WHAT TO DO
Report every line in the records that contains the word "instance", copied in full. Case counts.

*** EXTRACTED DATA ***

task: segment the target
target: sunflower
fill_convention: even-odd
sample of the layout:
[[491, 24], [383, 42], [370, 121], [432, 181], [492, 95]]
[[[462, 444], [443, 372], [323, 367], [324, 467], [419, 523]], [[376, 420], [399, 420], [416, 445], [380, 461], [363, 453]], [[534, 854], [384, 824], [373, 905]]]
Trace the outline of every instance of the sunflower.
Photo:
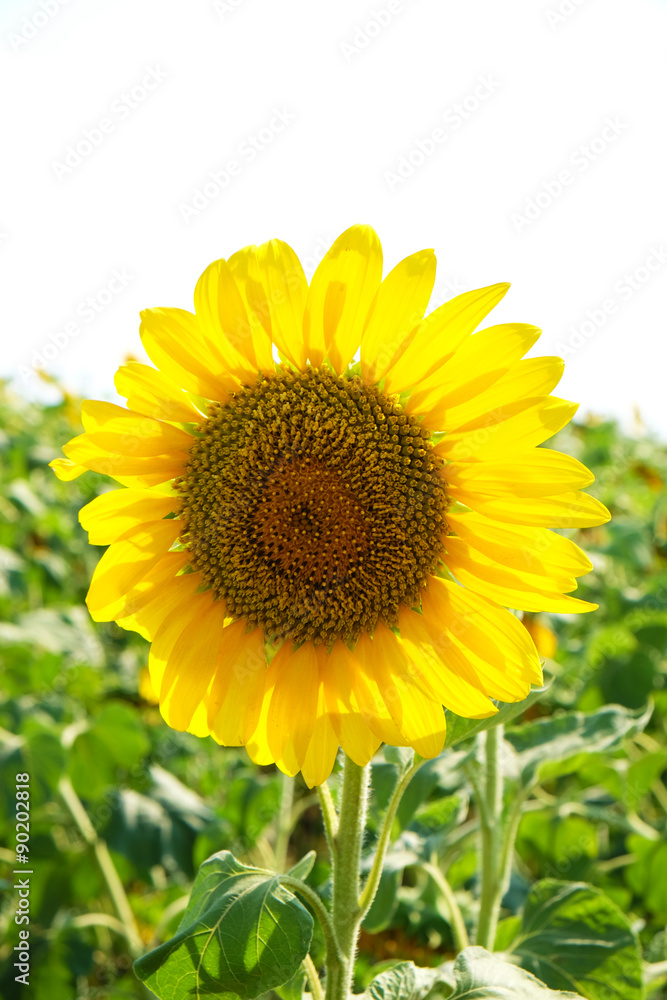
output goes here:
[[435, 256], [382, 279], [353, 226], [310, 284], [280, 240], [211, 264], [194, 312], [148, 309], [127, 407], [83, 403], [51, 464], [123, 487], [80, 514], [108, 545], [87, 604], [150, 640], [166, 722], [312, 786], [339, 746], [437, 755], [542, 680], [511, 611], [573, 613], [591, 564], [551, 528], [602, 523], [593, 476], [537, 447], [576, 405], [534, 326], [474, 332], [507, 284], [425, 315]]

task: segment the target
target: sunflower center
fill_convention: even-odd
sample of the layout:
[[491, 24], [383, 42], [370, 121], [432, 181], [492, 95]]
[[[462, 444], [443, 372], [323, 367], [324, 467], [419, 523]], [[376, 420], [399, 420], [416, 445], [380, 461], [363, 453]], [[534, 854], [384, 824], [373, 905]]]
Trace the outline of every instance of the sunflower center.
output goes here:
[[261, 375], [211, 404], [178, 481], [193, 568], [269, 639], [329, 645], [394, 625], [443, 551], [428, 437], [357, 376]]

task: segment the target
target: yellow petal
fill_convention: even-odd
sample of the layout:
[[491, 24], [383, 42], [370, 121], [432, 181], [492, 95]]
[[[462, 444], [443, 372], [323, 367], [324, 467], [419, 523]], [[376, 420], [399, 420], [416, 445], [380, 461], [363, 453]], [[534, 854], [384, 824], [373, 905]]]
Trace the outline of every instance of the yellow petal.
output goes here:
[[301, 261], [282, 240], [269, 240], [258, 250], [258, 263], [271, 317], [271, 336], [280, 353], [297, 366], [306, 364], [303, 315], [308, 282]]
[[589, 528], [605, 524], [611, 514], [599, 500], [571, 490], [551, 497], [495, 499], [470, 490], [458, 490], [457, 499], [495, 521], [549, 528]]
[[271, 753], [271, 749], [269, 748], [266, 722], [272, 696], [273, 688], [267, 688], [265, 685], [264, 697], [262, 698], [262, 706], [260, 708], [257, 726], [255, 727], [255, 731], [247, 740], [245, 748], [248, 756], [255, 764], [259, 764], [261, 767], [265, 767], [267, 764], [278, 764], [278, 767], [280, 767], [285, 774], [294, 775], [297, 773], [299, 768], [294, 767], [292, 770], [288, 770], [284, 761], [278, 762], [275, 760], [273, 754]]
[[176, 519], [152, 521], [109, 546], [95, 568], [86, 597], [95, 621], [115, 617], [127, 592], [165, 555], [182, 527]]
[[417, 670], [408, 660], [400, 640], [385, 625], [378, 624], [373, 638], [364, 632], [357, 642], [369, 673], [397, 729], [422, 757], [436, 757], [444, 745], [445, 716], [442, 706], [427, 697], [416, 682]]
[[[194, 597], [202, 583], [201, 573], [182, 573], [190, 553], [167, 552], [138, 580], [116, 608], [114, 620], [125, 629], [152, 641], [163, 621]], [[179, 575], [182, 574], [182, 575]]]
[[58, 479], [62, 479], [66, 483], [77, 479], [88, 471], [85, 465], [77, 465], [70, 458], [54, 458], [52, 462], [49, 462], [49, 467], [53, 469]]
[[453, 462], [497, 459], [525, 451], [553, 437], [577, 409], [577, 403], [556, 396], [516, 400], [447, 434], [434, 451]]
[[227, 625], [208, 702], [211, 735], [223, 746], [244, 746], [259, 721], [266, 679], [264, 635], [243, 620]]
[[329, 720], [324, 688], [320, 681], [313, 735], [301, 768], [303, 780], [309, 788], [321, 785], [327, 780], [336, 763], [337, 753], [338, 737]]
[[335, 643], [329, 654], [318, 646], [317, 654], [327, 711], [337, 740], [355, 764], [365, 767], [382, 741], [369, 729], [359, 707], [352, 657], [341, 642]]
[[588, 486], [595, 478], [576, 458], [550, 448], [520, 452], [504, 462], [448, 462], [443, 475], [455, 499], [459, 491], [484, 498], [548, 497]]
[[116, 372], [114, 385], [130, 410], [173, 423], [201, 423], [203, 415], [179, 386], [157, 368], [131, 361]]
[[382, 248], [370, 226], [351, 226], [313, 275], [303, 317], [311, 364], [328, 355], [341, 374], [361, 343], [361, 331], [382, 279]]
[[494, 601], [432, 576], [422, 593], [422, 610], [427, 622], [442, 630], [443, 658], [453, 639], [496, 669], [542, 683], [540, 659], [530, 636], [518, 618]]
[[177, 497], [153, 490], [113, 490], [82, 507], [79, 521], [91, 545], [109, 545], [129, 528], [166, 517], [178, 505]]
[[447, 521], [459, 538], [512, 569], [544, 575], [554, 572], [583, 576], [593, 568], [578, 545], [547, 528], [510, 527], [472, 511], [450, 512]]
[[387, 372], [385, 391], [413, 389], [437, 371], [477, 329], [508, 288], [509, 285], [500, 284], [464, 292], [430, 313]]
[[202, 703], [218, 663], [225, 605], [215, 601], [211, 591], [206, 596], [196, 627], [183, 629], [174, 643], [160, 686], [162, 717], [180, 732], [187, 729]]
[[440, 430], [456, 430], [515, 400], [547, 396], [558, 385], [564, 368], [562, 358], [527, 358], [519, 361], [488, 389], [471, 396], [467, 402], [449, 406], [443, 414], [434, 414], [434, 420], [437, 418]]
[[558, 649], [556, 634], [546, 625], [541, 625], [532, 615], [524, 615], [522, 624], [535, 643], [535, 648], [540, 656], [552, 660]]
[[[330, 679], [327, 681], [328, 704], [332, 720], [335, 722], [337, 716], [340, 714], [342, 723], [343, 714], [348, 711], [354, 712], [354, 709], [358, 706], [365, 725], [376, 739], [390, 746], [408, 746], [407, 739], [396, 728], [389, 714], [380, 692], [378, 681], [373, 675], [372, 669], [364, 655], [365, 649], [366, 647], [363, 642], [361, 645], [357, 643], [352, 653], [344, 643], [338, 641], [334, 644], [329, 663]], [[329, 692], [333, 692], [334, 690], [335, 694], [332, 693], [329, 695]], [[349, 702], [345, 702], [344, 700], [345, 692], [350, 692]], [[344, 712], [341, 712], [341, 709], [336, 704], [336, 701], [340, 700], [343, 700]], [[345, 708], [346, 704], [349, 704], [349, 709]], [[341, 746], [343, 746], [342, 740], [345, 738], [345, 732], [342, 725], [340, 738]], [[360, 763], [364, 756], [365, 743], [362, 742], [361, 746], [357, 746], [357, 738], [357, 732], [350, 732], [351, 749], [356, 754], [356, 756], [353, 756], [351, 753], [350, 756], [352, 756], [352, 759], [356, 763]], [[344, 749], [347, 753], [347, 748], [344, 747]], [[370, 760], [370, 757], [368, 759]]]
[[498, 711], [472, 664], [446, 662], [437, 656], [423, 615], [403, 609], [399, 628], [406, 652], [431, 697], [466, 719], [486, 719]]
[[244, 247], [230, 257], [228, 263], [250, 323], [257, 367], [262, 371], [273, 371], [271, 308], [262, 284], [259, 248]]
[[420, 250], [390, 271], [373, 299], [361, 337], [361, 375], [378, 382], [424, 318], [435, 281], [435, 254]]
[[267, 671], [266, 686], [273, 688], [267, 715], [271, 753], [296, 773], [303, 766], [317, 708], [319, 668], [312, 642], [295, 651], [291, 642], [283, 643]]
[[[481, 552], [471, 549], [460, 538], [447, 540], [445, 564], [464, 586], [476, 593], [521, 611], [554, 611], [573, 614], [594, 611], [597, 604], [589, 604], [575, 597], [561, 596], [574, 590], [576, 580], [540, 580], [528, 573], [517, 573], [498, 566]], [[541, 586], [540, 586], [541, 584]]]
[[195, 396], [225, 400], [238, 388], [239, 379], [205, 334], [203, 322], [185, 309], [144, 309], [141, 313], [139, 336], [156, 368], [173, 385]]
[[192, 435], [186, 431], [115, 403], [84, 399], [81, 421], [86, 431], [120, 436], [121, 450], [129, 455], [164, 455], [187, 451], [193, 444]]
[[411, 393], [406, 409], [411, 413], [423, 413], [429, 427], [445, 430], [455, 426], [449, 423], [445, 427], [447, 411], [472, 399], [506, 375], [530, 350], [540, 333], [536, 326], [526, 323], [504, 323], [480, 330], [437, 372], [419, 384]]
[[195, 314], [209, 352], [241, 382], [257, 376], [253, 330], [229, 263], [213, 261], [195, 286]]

***

WORKED ANSWER
Trace the outline of every instance of the sunflower.
Trace the outline of every instance of the sunflower center.
Trace the outline of every instance of the yellow petal.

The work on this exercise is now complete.